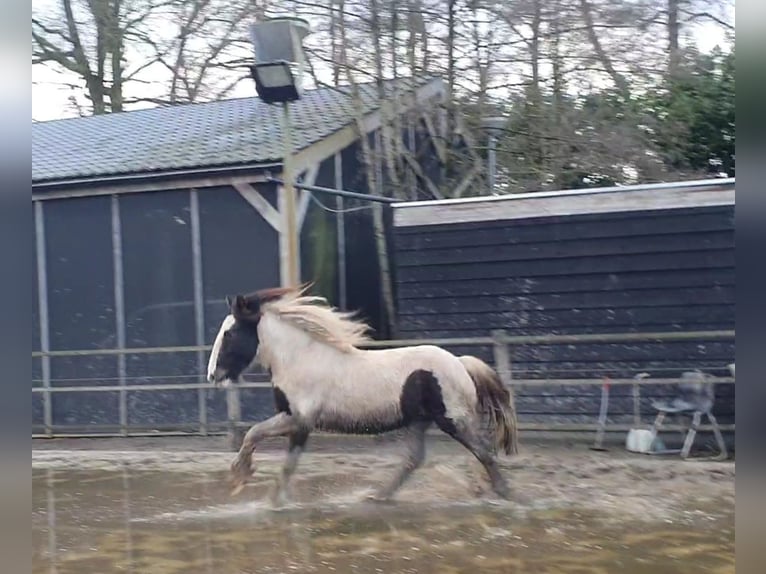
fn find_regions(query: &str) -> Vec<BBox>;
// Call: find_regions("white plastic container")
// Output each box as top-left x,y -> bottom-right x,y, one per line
625,429 -> 665,454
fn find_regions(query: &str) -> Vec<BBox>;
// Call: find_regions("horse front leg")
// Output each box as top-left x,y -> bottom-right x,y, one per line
270,426 -> 310,506
231,413 -> 297,495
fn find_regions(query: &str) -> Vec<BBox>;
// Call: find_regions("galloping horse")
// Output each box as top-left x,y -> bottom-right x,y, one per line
207,287 -> 517,503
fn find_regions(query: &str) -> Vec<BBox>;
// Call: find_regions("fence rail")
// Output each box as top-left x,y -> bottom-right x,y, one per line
32,330 -> 735,437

* _The task_
Reproduce the material verbatim, from its beginning up to and including the line containing "625,429 -> 665,454", and leave the picture out of your answer.

* _Exercise result_
fn find_regions(query: &str) -> Vec<BBox>;
// Call: find_regions("white plastic container")
// Output each box as top-left x,y -> bottom-right x,y, one per line
625,429 -> 665,454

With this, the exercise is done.